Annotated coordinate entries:
>>>>>

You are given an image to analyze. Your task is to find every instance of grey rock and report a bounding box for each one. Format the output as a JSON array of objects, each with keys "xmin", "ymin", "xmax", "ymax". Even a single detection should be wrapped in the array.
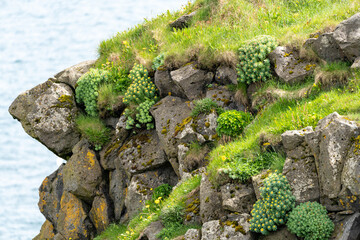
[
  {"xmin": 38, "ymin": 164, "xmax": 64, "ymax": 231},
  {"xmin": 220, "ymin": 183, "xmax": 256, "ymax": 213},
  {"xmin": 200, "ymin": 174, "xmax": 223, "ymax": 223},
  {"xmin": 9, "ymin": 80, "xmax": 80, "ymax": 158},
  {"xmin": 170, "ymin": 63, "xmax": 214, "ymax": 100},
  {"xmin": 283, "ymin": 157, "xmax": 320, "ymax": 203},
  {"xmin": 55, "ymin": 60, "xmax": 96, "ymax": 89},
  {"xmin": 115, "ymin": 130, "xmax": 167, "ymax": 174},
  {"xmin": 150, "ymin": 96, "xmax": 191, "ymax": 159},
  {"xmin": 304, "ymin": 33, "xmax": 345, "ymax": 62},
  {"xmin": 154, "ymin": 69, "xmax": 186, "ymax": 99},
  {"xmin": 333, "ymin": 13, "xmax": 360, "ymax": 62},
  {"xmin": 269, "ymin": 46, "xmax": 315, "ymax": 84},
  {"xmin": 122, "ymin": 164, "xmax": 178, "ymax": 221},
  {"xmin": 169, "ymin": 12, "xmax": 196, "ymax": 29},
  {"xmin": 351, "ymin": 57, "xmax": 360, "ymax": 69},
  {"xmin": 215, "ymin": 66, "xmax": 238, "ymax": 85},
  {"xmin": 184, "ymin": 229, "xmax": 201, "ymax": 240},
  {"xmin": 137, "ymin": 221, "xmax": 164, "ymax": 240},
  {"xmin": 109, "ymin": 169, "xmax": 129, "ymax": 221},
  {"xmin": 63, "ymin": 140, "xmax": 102, "ymax": 203}
]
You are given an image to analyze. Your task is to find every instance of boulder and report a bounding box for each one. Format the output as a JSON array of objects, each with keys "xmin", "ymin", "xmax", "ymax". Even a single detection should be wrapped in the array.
[
  {"xmin": 215, "ymin": 66, "xmax": 238, "ymax": 85},
  {"xmin": 154, "ymin": 69, "xmax": 186, "ymax": 99},
  {"xmin": 38, "ymin": 164, "xmax": 64, "ymax": 228},
  {"xmin": 200, "ymin": 173, "xmax": 223, "ymax": 223},
  {"xmin": 115, "ymin": 130, "xmax": 167, "ymax": 175},
  {"xmin": 109, "ymin": 169, "xmax": 129, "ymax": 221},
  {"xmin": 54, "ymin": 60, "xmax": 96, "ymax": 89},
  {"xmin": 33, "ymin": 220, "xmax": 55, "ymax": 240},
  {"xmin": 9, "ymin": 80, "xmax": 80, "ymax": 159},
  {"xmin": 170, "ymin": 63, "xmax": 214, "ymax": 100},
  {"xmin": 304, "ymin": 33, "xmax": 345, "ymax": 62},
  {"xmin": 206, "ymin": 86, "xmax": 245, "ymax": 111},
  {"xmin": 269, "ymin": 46, "xmax": 315, "ymax": 84},
  {"xmin": 184, "ymin": 229, "xmax": 201, "ymax": 240},
  {"xmin": 220, "ymin": 183, "xmax": 256, "ymax": 213},
  {"xmin": 89, "ymin": 193, "xmax": 114, "ymax": 234},
  {"xmin": 63, "ymin": 140, "xmax": 102, "ymax": 203},
  {"xmin": 122, "ymin": 164, "xmax": 178, "ymax": 221},
  {"xmin": 333, "ymin": 13, "xmax": 360, "ymax": 62},
  {"xmin": 56, "ymin": 191, "xmax": 95, "ymax": 240},
  {"xmin": 137, "ymin": 221, "xmax": 164, "ymax": 240},
  {"xmin": 169, "ymin": 11, "xmax": 196, "ymax": 29},
  {"xmin": 150, "ymin": 96, "xmax": 191, "ymax": 159}
]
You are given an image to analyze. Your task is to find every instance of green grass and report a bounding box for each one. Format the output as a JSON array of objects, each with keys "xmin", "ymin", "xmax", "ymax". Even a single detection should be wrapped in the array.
[
  {"xmin": 98, "ymin": 0, "xmax": 360, "ymax": 70},
  {"xmin": 95, "ymin": 175, "xmax": 201, "ymax": 240}
]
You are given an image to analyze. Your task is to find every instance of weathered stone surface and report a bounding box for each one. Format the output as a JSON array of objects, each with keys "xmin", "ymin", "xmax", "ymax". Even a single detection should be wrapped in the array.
[
  {"xmin": 215, "ymin": 66, "xmax": 238, "ymax": 85},
  {"xmin": 56, "ymin": 191, "xmax": 94, "ymax": 240},
  {"xmin": 304, "ymin": 33, "xmax": 345, "ymax": 62},
  {"xmin": 33, "ymin": 220, "xmax": 55, "ymax": 240},
  {"xmin": 154, "ymin": 69, "xmax": 186, "ymax": 99},
  {"xmin": 115, "ymin": 130, "xmax": 167, "ymax": 174},
  {"xmin": 206, "ymin": 86, "xmax": 245, "ymax": 111},
  {"xmin": 269, "ymin": 46, "xmax": 315, "ymax": 84},
  {"xmin": 38, "ymin": 164, "xmax": 64, "ymax": 228},
  {"xmin": 283, "ymin": 157, "xmax": 320, "ymax": 203},
  {"xmin": 200, "ymin": 173, "xmax": 223, "ymax": 223},
  {"xmin": 259, "ymin": 227, "xmax": 298, "ymax": 240},
  {"xmin": 170, "ymin": 63, "xmax": 214, "ymax": 100},
  {"xmin": 63, "ymin": 140, "xmax": 102, "ymax": 202},
  {"xmin": 351, "ymin": 57, "xmax": 360, "ymax": 69},
  {"xmin": 150, "ymin": 96, "xmax": 191, "ymax": 159},
  {"xmin": 169, "ymin": 11, "xmax": 196, "ymax": 29},
  {"xmin": 220, "ymin": 183, "xmax": 256, "ymax": 213},
  {"xmin": 55, "ymin": 60, "xmax": 96, "ymax": 89},
  {"xmin": 184, "ymin": 229, "xmax": 201, "ymax": 240},
  {"xmin": 89, "ymin": 194, "xmax": 114, "ymax": 234},
  {"xmin": 333, "ymin": 13, "xmax": 360, "ymax": 62},
  {"xmin": 124, "ymin": 164, "xmax": 178, "ymax": 220},
  {"xmin": 138, "ymin": 221, "xmax": 164, "ymax": 240},
  {"xmin": 109, "ymin": 169, "xmax": 129, "ymax": 221},
  {"xmin": 9, "ymin": 80, "xmax": 80, "ymax": 158}
]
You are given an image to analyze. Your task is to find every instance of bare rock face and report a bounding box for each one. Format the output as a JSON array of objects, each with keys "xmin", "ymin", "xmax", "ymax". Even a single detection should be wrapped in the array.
[
  {"xmin": 333, "ymin": 13, "xmax": 360, "ymax": 62},
  {"xmin": 170, "ymin": 63, "xmax": 214, "ymax": 100},
  {"xmin": 269, "ymin": 46, "xmax": 315, "ymax": 84},
  {"xmin": 115, "ymin": 130, "xmax": 167, "ymax": 174},
  {"xmin": 63, "ymin": 140, "xmax": 102, "ymax": 203},
  {"xmin": 9, "ymin": 80, "xmax": 80, "ymax": 158},
  {"xmin": 55, "ymin": 60, "xmax": 96, "ymax": 89}
]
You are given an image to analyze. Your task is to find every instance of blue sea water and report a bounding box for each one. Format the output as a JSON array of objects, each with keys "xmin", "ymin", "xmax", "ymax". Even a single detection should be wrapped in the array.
[{"xmin": 0, "ymin": 0, "xmax": 187, "ymax": 240}]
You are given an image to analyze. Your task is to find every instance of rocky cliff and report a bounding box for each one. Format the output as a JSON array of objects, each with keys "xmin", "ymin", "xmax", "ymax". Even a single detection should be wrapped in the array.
[{"xmin": 9, "ymin": 13, "xmax": 360, "ymax": 240}]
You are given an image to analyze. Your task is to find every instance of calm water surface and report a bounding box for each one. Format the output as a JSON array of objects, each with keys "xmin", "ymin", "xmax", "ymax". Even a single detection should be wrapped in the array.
[{"xmin": 0, "ymin": 0, "xmax": 187, "ymax": 240}]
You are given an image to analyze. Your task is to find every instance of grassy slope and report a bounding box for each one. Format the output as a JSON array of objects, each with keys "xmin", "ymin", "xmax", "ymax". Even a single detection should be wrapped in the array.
[{"xmin": 96, "ymin": 0, "xmax": 360, "ymax": 240}]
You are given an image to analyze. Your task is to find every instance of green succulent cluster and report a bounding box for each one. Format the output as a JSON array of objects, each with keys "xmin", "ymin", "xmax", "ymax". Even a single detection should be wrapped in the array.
[
  {"xmin": 151, "ymin": 53, "xmax": 165, "ymax": 71},
  {"xmin": 286, "ymin": 202, "xmax": 334, "ymax": 240},
  {"xmin": 237, "ymin": 35, "xmax": 277, "ymax": 84},
  {"xmin": 250, "ymin": 173, "xmax": 295, "ymax": 235},
  {"xmin": 75, "ymin": 68, "xmax": 109, "ymax": 117},
  {"xmin": 124, "ymin": 63, "xmax": 158, "ymax": 104},
  {"xmin": 216, "ymin": 110, "xmax": 253, "ymax": 137}
]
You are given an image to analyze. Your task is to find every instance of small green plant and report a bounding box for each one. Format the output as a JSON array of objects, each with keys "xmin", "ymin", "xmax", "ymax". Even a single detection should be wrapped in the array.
[
  {"xmin": 151, "ymin": 53, "xmax": 165, "ymax": 71},
  {"xmin": 250, "ymin": 173, "xmax": 295, "ymax": 235},
  {"xmin": 237, "ymin": 36, "xmax": 277, "ymax": 84},
  {"xmin": 216, "ymin": 110, "xmax": 253, "ymax": 137},
  {"xmin": 286, "ymin": 202, "xmax": 334, "ymax": 240},
  {"xmin": 191, "ymin": 98, "xmax": 224, "ymax": 118},
  {"xmin": 75, "ymin": 69, "xmax": 109, "ymax": 117},
  {"xmin": 76, "ymin": 115, "xmax": 110, "ymax": 151}
]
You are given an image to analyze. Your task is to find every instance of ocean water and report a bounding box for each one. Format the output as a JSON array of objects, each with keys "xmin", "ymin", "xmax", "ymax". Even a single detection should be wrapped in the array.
[{"xmin": 0, "ymin": 0, "xmax": 187, "ymax": 240}]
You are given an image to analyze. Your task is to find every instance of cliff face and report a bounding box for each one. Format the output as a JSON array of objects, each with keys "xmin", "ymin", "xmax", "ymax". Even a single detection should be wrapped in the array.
[{"xmin": 9, "ymin": 13, "xmax": 360, "ymax": 240}]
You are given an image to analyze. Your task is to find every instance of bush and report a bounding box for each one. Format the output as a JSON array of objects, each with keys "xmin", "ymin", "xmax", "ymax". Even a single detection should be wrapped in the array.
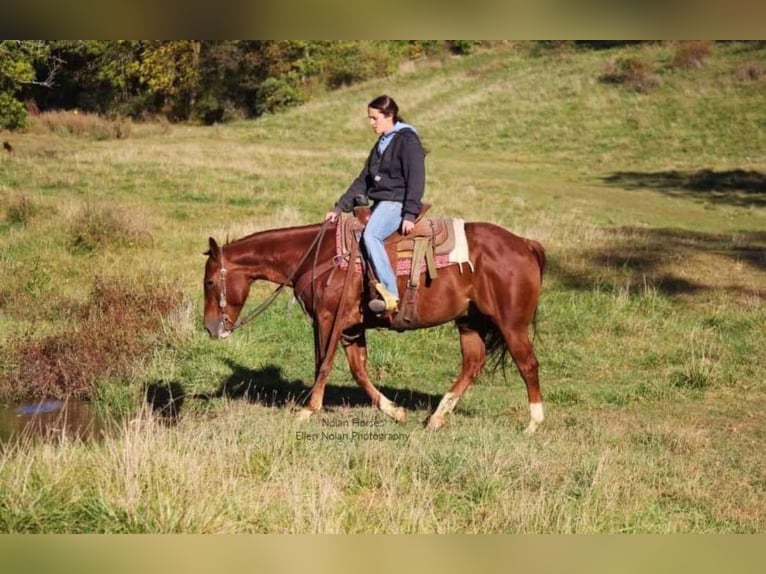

<<<<<

● **PROBLEM DETAILS**: How many lines in the entries contain the string "cliff"? Reply with the count alone.

● **FINISHED TASK**: 2